— Text excerpt —
Thursday, July 26, 2007

Where it started



We moved to Minnesota twice. I’ve talked about our moves some here. The first time we moved from Chicago. It was early 90’s and Harry was two. It was a company move and we looked at houses in a couple of really small towns on the north side of Rochester, and then for some reason ended up looking out in the rural areas.

Some observations about these small towns (in Minnesota): Every restaurant we walked into looked like a convention of the Klu Klux Klan; very white and wrinkled men in overalls and a sea of john deer baseball caps, and of course the room would go silent for a full minute with all heads turned our direction when we walked in. It was creepy. Our middle aged realtor wore a jacket, one of those flannel lined nylon windbreakers like I wore back in high school, and a floppy wool rain hat. He was over 6 feet tall, so who was I to criticize his fashion sense. He had no clue what might appeal to us. If I commented on a painted door at one place (because it accented something else about the house or yard) he would immediately assume that I would go gaga over a screaming turquoise door with a fake Tudor façade on some other house that was horridly inappropriate with whatever else was going on with the colors and landscape. And there was never any landscaping. They like to mow grass right up to the houses foundation or landscape with gravel all around the house. Bushes cost money. Most of what we were looking at was post WWII ticky tacky anyway. It was a tough choice. We also noticed that inside most homes, floor molding consisted of running the rug up the wall two inches, and every boy bedroom carried a monster assortment of toy tractors and farm toy paraphernalia. Oh and also, every barn had a fabulous old car that hadn’t been run in years under plastic tarp.

— Material supplied —
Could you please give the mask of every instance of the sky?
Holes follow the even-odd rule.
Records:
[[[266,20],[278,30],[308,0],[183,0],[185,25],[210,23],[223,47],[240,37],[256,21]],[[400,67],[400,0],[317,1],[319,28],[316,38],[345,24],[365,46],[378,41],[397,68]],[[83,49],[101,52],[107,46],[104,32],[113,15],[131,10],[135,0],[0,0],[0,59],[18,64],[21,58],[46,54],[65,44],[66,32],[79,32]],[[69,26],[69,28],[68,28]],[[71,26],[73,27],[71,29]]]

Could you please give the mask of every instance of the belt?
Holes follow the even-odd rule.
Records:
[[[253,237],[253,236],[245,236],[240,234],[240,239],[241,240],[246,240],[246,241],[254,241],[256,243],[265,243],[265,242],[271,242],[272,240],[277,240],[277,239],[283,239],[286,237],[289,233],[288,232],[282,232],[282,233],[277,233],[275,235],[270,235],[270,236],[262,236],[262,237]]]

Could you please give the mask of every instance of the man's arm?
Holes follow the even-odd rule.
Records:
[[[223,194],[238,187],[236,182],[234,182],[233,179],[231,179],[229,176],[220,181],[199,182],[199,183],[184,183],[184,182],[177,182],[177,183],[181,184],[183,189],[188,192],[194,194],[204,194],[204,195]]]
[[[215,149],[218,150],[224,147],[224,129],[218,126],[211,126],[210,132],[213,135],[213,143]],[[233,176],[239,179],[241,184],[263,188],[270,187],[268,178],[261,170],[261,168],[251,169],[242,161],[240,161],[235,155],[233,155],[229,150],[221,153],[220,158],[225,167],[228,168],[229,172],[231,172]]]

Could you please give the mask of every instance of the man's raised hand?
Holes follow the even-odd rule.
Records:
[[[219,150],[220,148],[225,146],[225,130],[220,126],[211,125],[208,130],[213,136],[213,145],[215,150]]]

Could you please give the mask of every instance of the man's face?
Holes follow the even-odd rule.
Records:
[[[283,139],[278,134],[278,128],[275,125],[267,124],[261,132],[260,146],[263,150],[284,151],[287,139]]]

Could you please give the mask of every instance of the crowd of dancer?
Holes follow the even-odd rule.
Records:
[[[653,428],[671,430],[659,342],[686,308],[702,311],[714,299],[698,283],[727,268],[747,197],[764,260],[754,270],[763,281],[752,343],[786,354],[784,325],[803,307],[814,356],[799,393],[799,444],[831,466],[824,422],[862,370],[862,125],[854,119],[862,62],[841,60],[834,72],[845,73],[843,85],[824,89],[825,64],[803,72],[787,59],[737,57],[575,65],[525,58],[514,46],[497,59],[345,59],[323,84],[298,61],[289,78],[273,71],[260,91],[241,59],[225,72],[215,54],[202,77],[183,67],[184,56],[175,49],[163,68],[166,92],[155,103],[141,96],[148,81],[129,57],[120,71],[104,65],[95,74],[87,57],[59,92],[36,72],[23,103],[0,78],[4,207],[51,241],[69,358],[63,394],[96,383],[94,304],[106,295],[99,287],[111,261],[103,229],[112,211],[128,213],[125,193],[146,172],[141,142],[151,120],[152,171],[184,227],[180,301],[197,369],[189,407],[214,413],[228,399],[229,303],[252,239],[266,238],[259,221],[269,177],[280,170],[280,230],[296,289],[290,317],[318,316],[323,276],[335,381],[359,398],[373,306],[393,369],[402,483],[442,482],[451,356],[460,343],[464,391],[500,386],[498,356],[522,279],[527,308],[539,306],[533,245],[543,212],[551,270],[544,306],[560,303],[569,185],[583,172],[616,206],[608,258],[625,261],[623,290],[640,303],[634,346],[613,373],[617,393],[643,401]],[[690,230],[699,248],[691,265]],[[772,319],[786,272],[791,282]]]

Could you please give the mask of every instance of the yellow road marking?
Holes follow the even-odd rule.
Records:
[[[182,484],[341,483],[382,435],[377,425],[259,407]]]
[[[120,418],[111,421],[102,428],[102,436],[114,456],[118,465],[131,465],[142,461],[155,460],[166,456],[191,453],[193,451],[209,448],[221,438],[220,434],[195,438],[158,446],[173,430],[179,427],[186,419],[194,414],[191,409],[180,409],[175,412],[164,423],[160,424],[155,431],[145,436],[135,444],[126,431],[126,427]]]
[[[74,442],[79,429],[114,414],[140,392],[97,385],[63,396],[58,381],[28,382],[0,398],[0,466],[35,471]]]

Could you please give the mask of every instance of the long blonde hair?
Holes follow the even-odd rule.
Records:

— Required work —
Translate this sentence from the post about moving to Minnesota into Spanish: "He was over 6 feet tall, so who was I to criticize his fashion sense."

— Your response —
Medía más de 6 pies de altura, así que ¿quién era yo para criticar su sentido de la moda?